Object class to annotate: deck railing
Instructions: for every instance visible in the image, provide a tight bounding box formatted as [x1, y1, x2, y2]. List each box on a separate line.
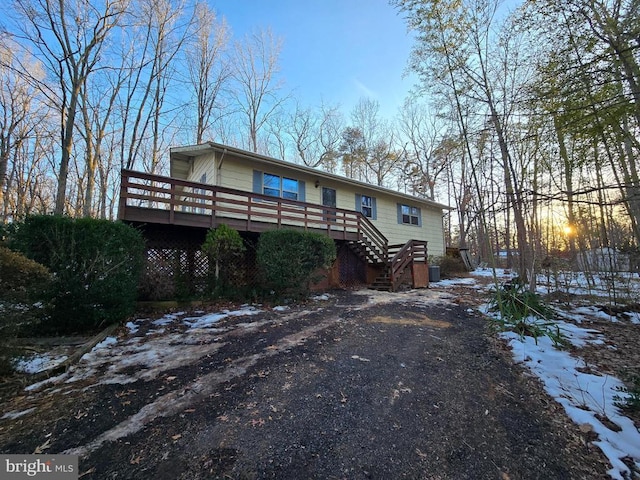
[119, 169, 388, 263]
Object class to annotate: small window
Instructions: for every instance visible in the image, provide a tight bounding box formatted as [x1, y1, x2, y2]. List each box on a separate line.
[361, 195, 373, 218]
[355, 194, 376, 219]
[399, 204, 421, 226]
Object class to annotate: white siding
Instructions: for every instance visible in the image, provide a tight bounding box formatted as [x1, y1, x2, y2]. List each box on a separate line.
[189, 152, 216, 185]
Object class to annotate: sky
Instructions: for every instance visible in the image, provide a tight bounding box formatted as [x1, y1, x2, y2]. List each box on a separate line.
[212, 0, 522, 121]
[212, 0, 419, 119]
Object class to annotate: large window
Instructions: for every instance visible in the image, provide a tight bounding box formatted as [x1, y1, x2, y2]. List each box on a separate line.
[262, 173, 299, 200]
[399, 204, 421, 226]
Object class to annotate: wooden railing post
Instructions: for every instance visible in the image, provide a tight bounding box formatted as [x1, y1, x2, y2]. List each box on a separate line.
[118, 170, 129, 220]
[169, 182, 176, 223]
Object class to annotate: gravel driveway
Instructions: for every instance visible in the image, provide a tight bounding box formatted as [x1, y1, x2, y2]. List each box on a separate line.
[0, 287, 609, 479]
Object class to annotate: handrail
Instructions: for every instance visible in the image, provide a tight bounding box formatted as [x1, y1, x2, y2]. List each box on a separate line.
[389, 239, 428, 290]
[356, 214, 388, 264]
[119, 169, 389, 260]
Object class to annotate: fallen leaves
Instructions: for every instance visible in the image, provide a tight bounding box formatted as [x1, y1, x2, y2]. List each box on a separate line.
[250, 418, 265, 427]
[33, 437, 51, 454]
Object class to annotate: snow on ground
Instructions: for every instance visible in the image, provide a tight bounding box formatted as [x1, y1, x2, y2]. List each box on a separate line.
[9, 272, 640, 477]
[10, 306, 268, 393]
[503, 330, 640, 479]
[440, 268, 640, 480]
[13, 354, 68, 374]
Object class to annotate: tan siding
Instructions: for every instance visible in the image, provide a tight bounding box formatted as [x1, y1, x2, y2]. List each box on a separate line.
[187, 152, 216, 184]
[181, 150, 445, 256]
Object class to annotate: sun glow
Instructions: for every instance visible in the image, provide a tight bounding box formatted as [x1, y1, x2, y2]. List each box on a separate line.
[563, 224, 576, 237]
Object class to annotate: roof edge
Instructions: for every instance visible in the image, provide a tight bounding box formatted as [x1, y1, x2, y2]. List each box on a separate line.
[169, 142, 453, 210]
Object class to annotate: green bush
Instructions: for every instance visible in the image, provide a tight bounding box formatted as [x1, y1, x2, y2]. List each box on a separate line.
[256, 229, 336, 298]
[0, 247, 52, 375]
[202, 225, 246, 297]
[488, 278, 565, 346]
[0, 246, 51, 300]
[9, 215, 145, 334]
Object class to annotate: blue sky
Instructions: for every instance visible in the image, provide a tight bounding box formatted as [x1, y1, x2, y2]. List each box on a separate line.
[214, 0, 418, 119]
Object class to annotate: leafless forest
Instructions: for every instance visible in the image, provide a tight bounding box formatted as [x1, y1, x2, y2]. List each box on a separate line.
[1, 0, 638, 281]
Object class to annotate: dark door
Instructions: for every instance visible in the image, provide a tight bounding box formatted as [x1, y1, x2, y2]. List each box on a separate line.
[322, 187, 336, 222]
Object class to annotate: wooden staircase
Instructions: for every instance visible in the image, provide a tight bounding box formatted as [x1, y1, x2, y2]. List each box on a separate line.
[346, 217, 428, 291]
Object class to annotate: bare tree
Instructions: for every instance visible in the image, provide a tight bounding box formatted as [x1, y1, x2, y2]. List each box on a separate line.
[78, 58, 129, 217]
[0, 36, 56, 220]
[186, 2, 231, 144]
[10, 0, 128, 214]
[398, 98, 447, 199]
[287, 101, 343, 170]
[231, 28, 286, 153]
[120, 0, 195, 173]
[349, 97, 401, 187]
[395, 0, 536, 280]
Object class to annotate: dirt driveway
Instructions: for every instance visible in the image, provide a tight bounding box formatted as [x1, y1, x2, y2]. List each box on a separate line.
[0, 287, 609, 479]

────

_Problem to solve_
Reproduce the listing exactly, but keep its images out of the copy.

_Your solution_
Object class to annotate: deck railing
Instructions: for every instance visible in the image, provide a tight bounding box formatted as [x1, y1, x2, y2]. List each box on a separate line.
[119, 169, 388, 263]
Object class to annotate: small window
Instructions: for every instance visible in the image, provide a tight bounding box formatted as [x1, y1, x2, y2]. List each box on a separate line.
[361, 195, 373, 218]
[355, 194, 376, 219]
[399, 204, 421, 226]
Object class to annotate: white siding
Instructions: for every instance visible in the image, provide a tight bounding box formatted as [x1, y1, x2, y2]. List each box on a separate line.
[189, 152, 216, 185]
Object class to annotate: sky
Instructions: for every instance visible in the image, provide a tight bounding box formatted as [x1, y1, x2, y2]. List each box on a separate line.
[212, 0, 522, 121]
[212, 0, 419, 119]
Object class to annotate: large window
Instructions: for every instance visible in the image, provide a tight bounding box formatted as [x1, y1, x2, y2]. List each box on a separate line.
[262, 173, 299, 200]
[399, 204, 421, 226]
Object class to annotate: wooden railing post
Instructions: for every instance visible in the image, provide a tight bounding box formatted as [x1, y1, x2, y2]. List each box on a separate line.
[118, 170, 129, 220]
[169, 182, 176, 223]
Object class to annotate: gravel driveway
Instructions: for every instance visible in the image, provide a tight bounding box formatted as [x1, y1, x2, y2]. List each box on a separate line.
[0, 287, 609, 479]
Object class to annotate: handrail
Instructions: for every instance visible in the image, provide a tight bounding box formatted as [x1, y1, x2, y2]. List each box on a separate line.
[389, 239, 428, 290]
[356, 214, 388, 264]
[119, 169, 389, 260]
Object class to annotate: fallen leaves
Instructions: for every instance visible in the image, provide a tight bounding box formatted as [x1, y1, x2, y2]. List each box on a separate line.
[250, 418, 265, 427]
[33, 437, 51, 454]
Object class to annotate: snow on ground
Instructions: for every instance visible in the image, provide a tight bounding box formatted as [x1, y1, x2, y2]. List each box on a separate line.
[9, 272, 640, 477]
[10, 306, 268, 393]
[503, 330, 640, 479]
[440, 268, 640, 480]
[13, 354, 68, 374]
Object class to annotate: tan siding
Instructions: for every instance visible in the image, provide a tight bounding box formatted as [x1, y1, x2, y2]. List each box on a separate line.
[187, 152, 216, 184]
[181, 150, 445, 256]
Object class to annotate: sun glow
Instructions: for every instance visible in the image, provide a tight bounding box formatted as [x1, y1, x2, y2]. List each box on a separate line.
[563, 224, 576, 237]
Object class to annotate: roof edge
Instructions: for every instance visible in the image, provide a tight bounding box formatted as [x1, y1, x2, y2]. List each box on a separate line.
[169, 142, 453, 210]
Object class to annotate: green bush
Instructions: for every instance visible in the image, provide a tight bounding box formatted as [x1, y1, x2, y2]. List each box on a separate line.
[256, 229, 336, 298]
[0, 247, 52, 375]
[202, 225, 246, 297]
[488, 278, 565, 346]
[0, 246, 51, 300]
[9, 215, 145, 334]
Object class to annotate: blue sky
Instructions: for every instance visible in the image, provide a tight bounding box formatted as [x1, y1, x2, y2]. List each box on a separate line.
[214, 0, 418, 119]
Object class to annotate: leafless forest
Instructions: for every instance visible in the image, provide a tight bounding box formatted as [x1, y1, x2, y2]. List each box on a separate line.
[1, 0, 638, 281]
Object class to annotate: dark door
Instructions: for every instance visible in the image, provide a tight bounding box formatted as [x1, y1, x2, y2]. List each box on a separate line.
[322, 187, 336, 222]
Object class to annotate: wooden staircase
Instructions: for every instance visible in the image, provide a tight bounding box formatted as [x1, y1, x2, y2]. List each box on a separate line.
[346, 217, 428, 291]
Object class to annotate: bare tree
Instructions: for every instance visible in the image, provide a tight bounding box formatted as [x1, y1, x2, y2]. List each box on a separate line.
[78, 58, 129, 217]
[0, 36, 56, 220]
[186, 2, 231, 144]
[10, 0, 128, 214]
[398, 98, 447, 199]
[287, 101, 343, 170]
[231, 28, 286, 153]
[120, 0, 195, 173]
[349, 97, 401, 187]
[395, 0, 536, 280]
Object class to annotate: dirt driveway
Instructions: for every instance visible in the image, provide a tight bounding box formatted as [x1, y1, x2, y2]. List each box on a separate line.
[0, 287, 609, 479]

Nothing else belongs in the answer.